Retype each entry below, keeping every character the same.

*** Begin section ***

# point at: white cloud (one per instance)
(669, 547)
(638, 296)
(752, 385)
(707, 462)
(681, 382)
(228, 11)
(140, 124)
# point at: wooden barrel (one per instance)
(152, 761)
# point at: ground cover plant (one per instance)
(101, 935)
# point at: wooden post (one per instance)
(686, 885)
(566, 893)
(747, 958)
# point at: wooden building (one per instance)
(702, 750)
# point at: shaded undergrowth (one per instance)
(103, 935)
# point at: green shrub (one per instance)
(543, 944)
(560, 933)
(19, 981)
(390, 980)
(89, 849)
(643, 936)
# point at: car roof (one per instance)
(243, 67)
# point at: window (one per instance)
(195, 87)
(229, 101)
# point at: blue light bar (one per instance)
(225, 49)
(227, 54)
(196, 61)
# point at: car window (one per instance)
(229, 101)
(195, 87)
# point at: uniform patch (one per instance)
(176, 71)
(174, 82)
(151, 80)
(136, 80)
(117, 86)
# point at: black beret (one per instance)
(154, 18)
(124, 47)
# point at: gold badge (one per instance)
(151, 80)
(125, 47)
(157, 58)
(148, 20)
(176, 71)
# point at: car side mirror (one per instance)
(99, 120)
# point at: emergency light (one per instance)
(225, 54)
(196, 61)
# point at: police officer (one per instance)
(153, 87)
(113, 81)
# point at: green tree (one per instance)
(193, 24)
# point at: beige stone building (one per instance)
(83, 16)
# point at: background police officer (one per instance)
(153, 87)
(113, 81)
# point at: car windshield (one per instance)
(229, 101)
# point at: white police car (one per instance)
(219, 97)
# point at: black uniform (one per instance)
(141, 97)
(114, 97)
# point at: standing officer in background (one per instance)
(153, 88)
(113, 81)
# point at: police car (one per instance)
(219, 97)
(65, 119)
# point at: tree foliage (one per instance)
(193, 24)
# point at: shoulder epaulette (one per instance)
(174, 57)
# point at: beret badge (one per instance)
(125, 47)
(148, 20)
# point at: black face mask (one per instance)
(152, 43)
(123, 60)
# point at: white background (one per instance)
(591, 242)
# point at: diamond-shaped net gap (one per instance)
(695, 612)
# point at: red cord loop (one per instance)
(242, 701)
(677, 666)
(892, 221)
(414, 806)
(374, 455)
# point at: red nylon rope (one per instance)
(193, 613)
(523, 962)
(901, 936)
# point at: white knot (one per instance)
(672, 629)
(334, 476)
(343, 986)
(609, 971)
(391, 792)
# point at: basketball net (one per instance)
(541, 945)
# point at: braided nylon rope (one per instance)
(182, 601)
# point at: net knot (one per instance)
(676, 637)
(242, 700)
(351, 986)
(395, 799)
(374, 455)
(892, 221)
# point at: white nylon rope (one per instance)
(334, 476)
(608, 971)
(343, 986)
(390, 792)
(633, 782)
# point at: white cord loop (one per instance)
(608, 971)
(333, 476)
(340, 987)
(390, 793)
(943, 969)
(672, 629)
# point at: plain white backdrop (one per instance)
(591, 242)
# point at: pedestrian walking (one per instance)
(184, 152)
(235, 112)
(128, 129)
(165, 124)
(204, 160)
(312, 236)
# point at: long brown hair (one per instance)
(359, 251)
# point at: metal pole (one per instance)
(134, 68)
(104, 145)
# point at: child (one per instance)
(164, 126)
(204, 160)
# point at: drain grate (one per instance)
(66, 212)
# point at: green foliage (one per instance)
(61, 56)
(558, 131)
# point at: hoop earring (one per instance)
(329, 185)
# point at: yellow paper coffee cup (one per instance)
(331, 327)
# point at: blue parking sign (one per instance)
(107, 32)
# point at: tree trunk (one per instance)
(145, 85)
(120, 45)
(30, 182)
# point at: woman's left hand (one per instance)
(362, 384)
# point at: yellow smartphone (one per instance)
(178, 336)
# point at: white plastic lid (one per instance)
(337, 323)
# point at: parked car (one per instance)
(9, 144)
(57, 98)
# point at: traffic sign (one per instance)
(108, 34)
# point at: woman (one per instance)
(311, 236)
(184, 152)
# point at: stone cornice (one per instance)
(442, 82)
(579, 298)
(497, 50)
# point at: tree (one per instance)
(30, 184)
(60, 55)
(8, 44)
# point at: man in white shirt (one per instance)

*** End section ***

Result for this exercise:
# point at: white cloud (one per instance)
(669, 547)
(638, 296)
(752, 385)
(707, 462)
(681, 382)
(228, 11)
(140, 124)
# point at: wooden barrel (one per instance)
(152, 761)
# point at: ground cover plant (one per instance)
(101, 935)
# point at: wooden post (one per instance)
(686, 885)
(566, 893)
(747, 958)
# point at: wooden building (one per instance)
(702, 750)
# point at: shaded undergrowth (one per instance)
(103, 935)
# point at: green shrub (one per instance)
(543, 944)
(560, 933)
(19, 981)
(390, 980)
(89, 849)
(643, 936)
# point at: car roof (one per instance)
(243, 67)
# point at: window (one per instance)
(195, 87)
(229, 101)
# point at: blue light bar (one per instance)
(225, 49)
(227, 54)
(196, 61)
# point at: car window (one per instance)
(229, 101)
(195, 87)
# point at: uniform patch (one per instance)
(176, 71)
(174, 82)
(151, 80)
(136, 80)
(117, 86)
# point at: black beret (one per instance)
(154, 18)
(124, 47)
# point at: gold badge (one per instance)
(151, 80)
(125, 47)
(157, 58)
(148, 20)
(176, 71)
# point at: car side mirror (one per instance)
(99, 120)
# point at: emergency light (one per instance)
(225, 54)
(196, 61)
# point at: police officer (one per instance)
(153, 87)
(113, 81)
# point at: green tree (one per instance)
(193, 24)
# point at: beige stone building (one per instance)
(83, 16)
# point at: background police officer (one per instance)
(153, 87)
(113, 81)
# point at: car windshield (one per instance)
(229, 101)
# point at: white police car (one per instance)
(219, 97)
# point at: black uniform (one per instance)
(141, 97)
(114, 97)
# point at: standing officer in background (one per instance)
(153, 88)
(113, 81)
# point at: police car (one per instance)
(219, 97)
(65, 119)
# point at: tree foliage (one per instance)
(193, 24)
# point at: shoulder epaulette (one per instance)
(174, 57)
# point at: beret badge (one per instance)
(125, 47)
(148, 20)
# point at: black face mask (one per instance)
(152, 43)
(123, 60)
# point at: white background (one per instance)
(591, 242)
# point at: diamond-shaped net gap (one per instance)
(695, 612)
# point at: red cord loop (one per instance)
(242, 701)
(677, 666)
(892, 221)
(414, 806)
(374, 455)
# point at: red nylon rope (one per instance)
(193, 613)
(523, 962)
(901, 936)
# point at: white knot (one per instance)
(672, 629)
(334, 476)
(343, 986)
(609, 971)
(391, 792)
# point at: basketball net (one per instance)
(541, 945)
# point at: braided nylon rope (one per instance)
(182, 601)
# point at: net knot (one per instance)
(676, 637)
(242, 700)
(351, 986)
(395, 799)
(374, 455)
(892, 221)
# point at: white nylon rope (one per instance)
(334, 476)
(608, 971)
(343, 986)
(390, 792)
(633, 782)
# point at: white cord loop (one per instance)
(608, 971)
(333, 476)
(340, 987)
(390, 793)
(943, 969)
(672, 629)
# point at: plain white backdrop (one per instance)
(591, 242)
# point at: pedestrian walking (one per instance)
(184, 152)
(235, 112)
(128, 129)
(165, 124)
(204, 160)
(312, 236)
# point at: long brown hair (one per instance)
(359, 251)
# point at: metal pole (one per instance)
(134, 68)
(104, 145)
# point at: child (one per instance)
(164, 126)
(204, 160)
# point at: drain grate (one per instance)
(66, 212)
# point at: green foliage (one per instance)
(61, 56)
(558, 131)
# point at: hoop earring (one per instance)
(329, 185)
# point at: yellow paper coffee cup (one per instance)
(331, 327)
# point at: blue parking sign (one per instance)
(107, 32)
# point at: tree trunk (one per instance)
(145, 85)
(120, 45)
(30, 182)
# point at: woman's left hand (one per instance)
(362, 384)
# point at: yellow smartphone (one per instance)
(178, 336)
# point at: white plastic lid (one per instance)
(337, 323)
# point at: parked car (one per instance)
(9, 144)
(57, 98)
# point at: traffic sign (one per instance)
(108, 34)
# point at: woman (one per instance)
(311, 236)
(184, 152)
# point at: stone cornice (one per instance)
(442, 82)
(579, 298)
(497, 50)
# point at: tree (one per instance)
(30, 184)
(60, 55)
(8, 44)
# point at: man in white shirt (one per instance)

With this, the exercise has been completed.